* _Passage proposé_
____________

Afin de mieux aborder le travail des jeunes chercheurs dans la bande dessinée, je vais maintenant discuter de la question des outils et des méthodes. Cette question est, bien entendu, étroitement liée à celles déjà traitées, des disciplines et des domaines de recherche. Mais il s’agit maintenant de se concentrer sur les vingt-cinq doctorants de mon panel d’entretiens pour comprendre le développement concret d’un travail de recherche universitaire sur la bande dessinée : quels sont ses outils, méthodes et approches ?

Quand on parle de « méthodes », il ne s’agit pas uniquement de la grande méthodologie scientifique, rigide et balisée. Les doctorants interrogés, dans leur diversité, citent parfois des approches établies : socio-sémiotique avec Philippe Paolucci, ethnométhodologie chez Julien Falgas, prosopographie pour Jessica Kohn, ethnologie avec Pierre Nocerino. Mais beaucoup préfèrent tracer leur propre chemin, bricolant une méthode sur mesure, inspirée tantôt par un parcours empirique, tantôt par l’influence d’un chercheur marquant. Impossible ici d’enfermer ces jeunes chercheurs dans une seule case méthodologique.

____________

* _Données extraites_
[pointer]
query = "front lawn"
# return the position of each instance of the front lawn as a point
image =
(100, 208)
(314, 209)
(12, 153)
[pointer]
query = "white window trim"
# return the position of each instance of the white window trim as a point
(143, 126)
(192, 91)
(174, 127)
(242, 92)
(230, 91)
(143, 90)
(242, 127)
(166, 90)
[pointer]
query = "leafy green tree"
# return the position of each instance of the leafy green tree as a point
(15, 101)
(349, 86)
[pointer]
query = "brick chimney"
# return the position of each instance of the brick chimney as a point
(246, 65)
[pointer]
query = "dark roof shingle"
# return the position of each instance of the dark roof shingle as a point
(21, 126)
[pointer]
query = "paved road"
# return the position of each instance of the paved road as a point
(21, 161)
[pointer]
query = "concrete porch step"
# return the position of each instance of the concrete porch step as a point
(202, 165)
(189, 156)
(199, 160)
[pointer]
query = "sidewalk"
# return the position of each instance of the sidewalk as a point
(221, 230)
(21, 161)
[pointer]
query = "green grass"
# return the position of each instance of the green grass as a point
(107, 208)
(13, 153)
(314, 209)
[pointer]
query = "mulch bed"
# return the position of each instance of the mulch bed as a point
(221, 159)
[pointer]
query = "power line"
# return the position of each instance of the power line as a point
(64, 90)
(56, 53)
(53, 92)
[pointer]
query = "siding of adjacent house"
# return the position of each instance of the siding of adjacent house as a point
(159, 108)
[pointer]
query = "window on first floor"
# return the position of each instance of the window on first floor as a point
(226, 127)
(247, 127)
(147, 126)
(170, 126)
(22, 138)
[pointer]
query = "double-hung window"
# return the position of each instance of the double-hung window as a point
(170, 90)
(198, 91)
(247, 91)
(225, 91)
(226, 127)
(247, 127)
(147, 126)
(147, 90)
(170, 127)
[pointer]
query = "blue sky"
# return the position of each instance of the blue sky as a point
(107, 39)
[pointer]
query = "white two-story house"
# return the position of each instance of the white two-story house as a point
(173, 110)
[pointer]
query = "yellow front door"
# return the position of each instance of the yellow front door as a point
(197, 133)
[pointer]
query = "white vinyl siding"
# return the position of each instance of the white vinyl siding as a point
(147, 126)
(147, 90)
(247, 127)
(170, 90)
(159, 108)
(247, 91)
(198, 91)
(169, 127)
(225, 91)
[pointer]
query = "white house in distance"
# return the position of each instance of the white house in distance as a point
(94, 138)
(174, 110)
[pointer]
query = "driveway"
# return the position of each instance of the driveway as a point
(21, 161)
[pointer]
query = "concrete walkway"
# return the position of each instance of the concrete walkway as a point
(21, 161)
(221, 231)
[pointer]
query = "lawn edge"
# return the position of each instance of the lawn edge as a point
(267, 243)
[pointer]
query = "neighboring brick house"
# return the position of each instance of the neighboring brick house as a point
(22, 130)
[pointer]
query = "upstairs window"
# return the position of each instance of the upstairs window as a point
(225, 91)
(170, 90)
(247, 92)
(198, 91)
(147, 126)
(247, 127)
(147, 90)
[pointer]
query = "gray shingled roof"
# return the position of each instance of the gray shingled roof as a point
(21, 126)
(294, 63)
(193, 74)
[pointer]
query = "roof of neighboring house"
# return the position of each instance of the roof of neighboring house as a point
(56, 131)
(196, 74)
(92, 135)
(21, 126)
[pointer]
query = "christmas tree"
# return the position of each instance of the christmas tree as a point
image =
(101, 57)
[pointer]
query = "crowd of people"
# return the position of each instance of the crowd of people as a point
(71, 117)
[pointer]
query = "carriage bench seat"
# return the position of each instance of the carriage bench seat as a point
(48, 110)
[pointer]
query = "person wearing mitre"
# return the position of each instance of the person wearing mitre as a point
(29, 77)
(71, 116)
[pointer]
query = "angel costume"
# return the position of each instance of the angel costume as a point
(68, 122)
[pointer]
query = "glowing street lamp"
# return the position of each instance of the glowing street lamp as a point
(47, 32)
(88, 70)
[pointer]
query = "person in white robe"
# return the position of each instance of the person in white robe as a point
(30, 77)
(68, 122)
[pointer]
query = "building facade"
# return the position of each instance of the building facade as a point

____________

* _À réaliser_
1. Recopiez fidèlement le passage proposé, de « Quand on parle » à « seule case méthodologique. ».
2. D'après le passage proposé, quelle approche méthodologique Jessica Kohn emploie-t-elle ?
3. Poursuivez le passage sur les méthodes des doctorants en bande dessinée, à la suite de sa dernière phrase.

* _Résultats de l'exercice_
1.
Quand on parle de « méthodes », il ne s’agit pas uniquement de la grande méthodologie scientifique, rigide et balisée. Les doctorants interrogés, dans leur diversité, citent parfois des approches établies : socio-sémiotique avec Philippe Paolucci, ethnométhodologie chez Julien Falgas, prosopographie pour Jessica Kohn, ethnologie avec Pierre Nocerino. Mais beaucoup préfèrent tracer leur propre chemin, bricolant une méthode sur mesure, inspirée tantôt par un parcours empirique, tantôt par l’influence d’un chercheur marquant. Impossible ici d’enfermer ces jeunes chercheurs dans une seule case méthodologique.

2. La prosopographie.

3.
Ce qui retient particulièrement l’attention, ce sont justement ces démarches et outils qui se démarquent, soit par leur singularité, soit par leur capacité à donner une coloration vraiment universitaire à l’étude de la bande dessinée.

Dessin d’Erwann Sucouf pour l’exposition du musée du Quai Branly, « L’ethnologie vous surprendra », 2015. Les bandes dessinées aident à saisir l’ethnologie, mais l’inverse est tout aussi vrai : l’ethnologie éclaire la bande dessinée.

Quelles approches pour lire le travail ?

Le cœur du sujet, c’est l’analyse des œuvres elles-mêmes. Les outils traditionnels, sémiotique, narratologie, esthétique, sont toujours à l’œuvre. Pourtant, la plupart des jeunes chercheurs refusent de s’enfermer dans des schémas tout faits. Plutôt que d’appliquer une « recette » méthodologique, ils préfèrent inventer leurs propres instruments d’analyse.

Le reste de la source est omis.